Given task »
Edit the data below so that "wispy cloud" becomes "thin cloud", with every other word unchanged. Leave the pictures out of your answer.

(Image object location entries)
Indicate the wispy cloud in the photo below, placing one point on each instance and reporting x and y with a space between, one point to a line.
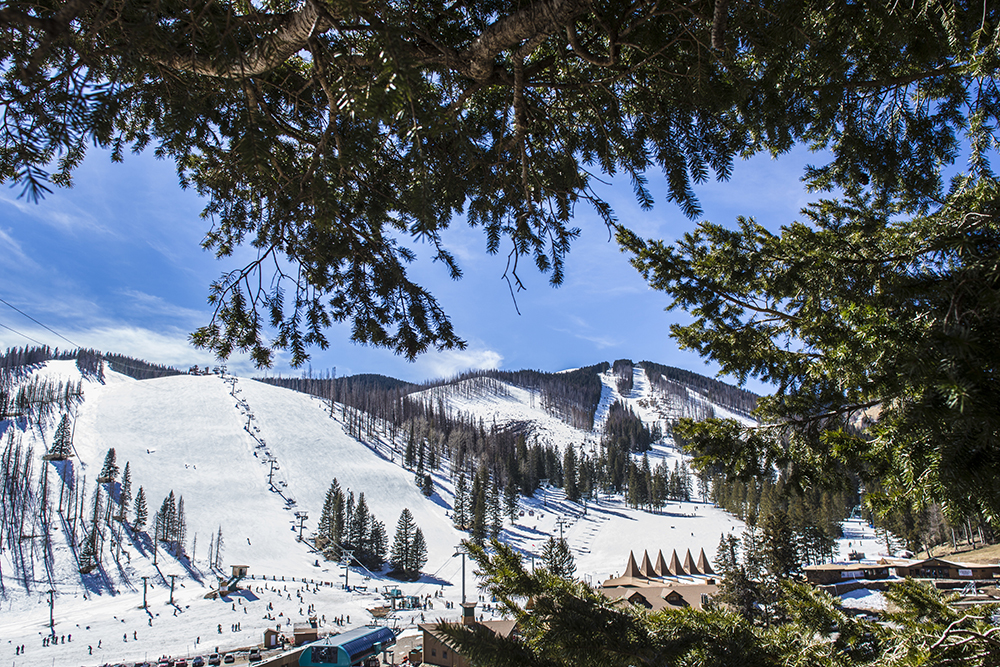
13 254
153 305
59 213
452 362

Solved exercise »
Indicate the thin cloud in the photo below, placing one point on each instance and reporting x and y with a space between, one point to a line.
13 254
153 305
59 213
452 362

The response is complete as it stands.